- _Tasks for this exercise_:
1. Summarize the proxy statement excerpt in two sentences.
2. Proceed with the proxy statement excerpt, picking up right after its final sentence.

COMPLIANCE WITH SECTION 16(A) OF THE SECURITIES EXCHANGE ACT OF 1934
Section 16(a) of the Securities Exchange Act of 1934, as amended, requires
the Company's Directors and Executive Officers, and persons who beneficially own
more than 10% of the Company's outstanding Common Stock, to file with the SEC
initial reports of beneficial ownership and reports of changes in beneficial
ownership of Common Stock and other equity securities of the Company on Forms 3,
4 and 5. Directors, Executive Officers, and greater-than-10% shareholders are
required by SEC regulations to furnish the Company with copies of all Section
16(a) forms they file.
NOTWITHSTANDING ANYTHING TO THE CONTRARY SET FORTH IN ANY OF THE COMPANY'S
PREVIOUS FILINGS UNDER THE SECURITIES ACT OF 1933, AS AMENDED, OR THE SECURITIES
EXCHANGE ACT OF 1934, AS AMENDED, THAT MIGHT INCORPORATE FUTURE FILINGS,
INCLUDING THIS PROXY STATEMENT, IN WHOLE OR IN PART, THE FOLLOWING REPORT OF THE
COMPENSATION COMMITTEE ON EXECUTIVE COMPENSATION AND THE PERFORMANCE GRAPH ON
PAGE 18 SHALL NOT BE INCORPORATED BY REFERENCE INTO ANY SUCH FILINGS.
REPORT OF THE COMPENSATION COMMITTEE
ON EXECUTIVE COMPENSATION
The Compensation Committee of the Board of Directors, the members of which
in 1997 were Messrs. Dooley, Macchiarola, and Wolfson, has furnished the
following report on executive compensation:
To: The Board of Directors and Shareholders of Jefferies Group, Inc.
Under the supervision of the three members of the Compensation Committee
(the "Committee"), each of whom is a non-employee Director, the Company has
developed and implemented compensation policies, plans and programs which seek
to enhance the profitability of the Company and thus shareholder value. The
Committee has established compensation policies, plans and programs for the
Company's Executive Officers which are designed to provide competitive levels of
compensation, reward productivity and profitability, and encourage long-term
service to the Company.

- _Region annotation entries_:

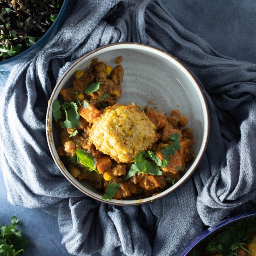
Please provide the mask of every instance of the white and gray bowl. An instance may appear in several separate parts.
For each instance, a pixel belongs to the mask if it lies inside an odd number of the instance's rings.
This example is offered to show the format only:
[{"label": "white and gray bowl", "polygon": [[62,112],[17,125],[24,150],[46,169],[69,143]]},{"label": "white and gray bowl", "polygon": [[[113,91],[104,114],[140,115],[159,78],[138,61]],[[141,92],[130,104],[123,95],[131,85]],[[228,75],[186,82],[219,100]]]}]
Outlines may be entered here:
...
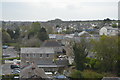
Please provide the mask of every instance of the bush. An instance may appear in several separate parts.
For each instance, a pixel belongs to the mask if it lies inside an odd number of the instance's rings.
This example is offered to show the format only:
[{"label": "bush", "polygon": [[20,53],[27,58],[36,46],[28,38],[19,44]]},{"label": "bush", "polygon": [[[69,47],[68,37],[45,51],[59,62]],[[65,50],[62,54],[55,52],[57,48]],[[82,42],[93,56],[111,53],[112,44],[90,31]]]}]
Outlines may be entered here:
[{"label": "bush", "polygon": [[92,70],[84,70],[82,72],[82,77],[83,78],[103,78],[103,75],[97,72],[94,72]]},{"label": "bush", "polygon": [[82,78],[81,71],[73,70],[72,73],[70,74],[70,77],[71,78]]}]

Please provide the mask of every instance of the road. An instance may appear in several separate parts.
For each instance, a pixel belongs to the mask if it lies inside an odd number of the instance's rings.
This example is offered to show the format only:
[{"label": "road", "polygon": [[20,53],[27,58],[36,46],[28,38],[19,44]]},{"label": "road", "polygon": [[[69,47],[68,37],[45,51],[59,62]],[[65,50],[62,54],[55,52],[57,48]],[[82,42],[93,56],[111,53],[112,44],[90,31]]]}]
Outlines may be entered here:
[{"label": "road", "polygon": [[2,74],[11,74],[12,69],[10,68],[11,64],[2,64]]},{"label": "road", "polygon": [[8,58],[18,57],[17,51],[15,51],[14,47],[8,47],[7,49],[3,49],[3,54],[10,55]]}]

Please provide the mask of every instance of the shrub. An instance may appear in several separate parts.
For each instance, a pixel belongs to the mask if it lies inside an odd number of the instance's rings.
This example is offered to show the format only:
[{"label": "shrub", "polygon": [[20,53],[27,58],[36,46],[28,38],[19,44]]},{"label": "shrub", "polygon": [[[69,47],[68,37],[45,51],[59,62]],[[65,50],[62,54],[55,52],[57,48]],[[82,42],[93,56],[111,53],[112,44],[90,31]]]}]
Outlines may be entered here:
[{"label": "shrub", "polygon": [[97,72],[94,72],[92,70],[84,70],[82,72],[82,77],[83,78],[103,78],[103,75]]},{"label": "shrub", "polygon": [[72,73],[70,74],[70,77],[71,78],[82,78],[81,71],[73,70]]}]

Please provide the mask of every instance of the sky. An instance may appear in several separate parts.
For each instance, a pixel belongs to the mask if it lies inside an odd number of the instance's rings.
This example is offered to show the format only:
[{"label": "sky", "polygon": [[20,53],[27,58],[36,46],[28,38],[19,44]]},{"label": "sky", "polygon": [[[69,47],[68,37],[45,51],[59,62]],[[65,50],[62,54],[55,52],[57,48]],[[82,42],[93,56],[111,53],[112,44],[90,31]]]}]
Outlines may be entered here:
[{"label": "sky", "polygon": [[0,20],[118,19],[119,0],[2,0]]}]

- _Answers to each task_:
1. Section 16(a) of the Securities Exchange Act of 1934 requires the Company's Directors, Executive Officers, and holders of more than 10% of its Common Stock to file beneficial ownership reports with the SEC on Forms 3, 4 and 5 and to furnish the Company with copies. In its report to the Board and shareholders of Jefferies Group, Inc., the Compensation Committee, whose three non-employee members in 1997 were Messrs. Dooley, Macchiarola, and Wolfson, states that it has set policies for Executive Officers designed to provide competitive compensation, reward productivity and profitability, and encourage long-term service.

2.
The Committee also administers the Company's stock-based incentive plan,
the 1993 Stock Ownership and Long-Term Incentive Plan (the "1993 Plan"). The
Committee believes that stock ownership by Executive Officers and stock-based
performance compensation arrangements can be beneficial in aligning the
interests of Executive Officers with the interests of shareholders, and
therefore the Committee has used stock option grants and other stock-related
awards and arrangements to provide incentive compensation.
14
<PAGE> 17
In implementing compensation policies, plans, and programs for 1997, the
Committee considered the effects of Section 162(m) of the Internal Revenue Code.
Section 162(m) generally disallows a public company's tax deduction for
compensation to the chief executive officer and the four other most highly
compensated executive officers in excess of $1 million in any tax year. Under
Section 162(m), compensation that qualifies as "performance-based compensation"
is excluded from the $1 million deductibility cap, and therefore remains fully
deductible even though such compensation may (together with other compensation)
exceed $1 million in a given year. The Committee intends to seek to preserve the
tax deductibility of compensation to Executive Officers to the greatest extent
possible without substantially impairing the operation and effectiveness of the
Company's compensation policies, plans, and programs. To this end, the Committee
established and the Board of Directors adopted the Jefferies Group, Inc.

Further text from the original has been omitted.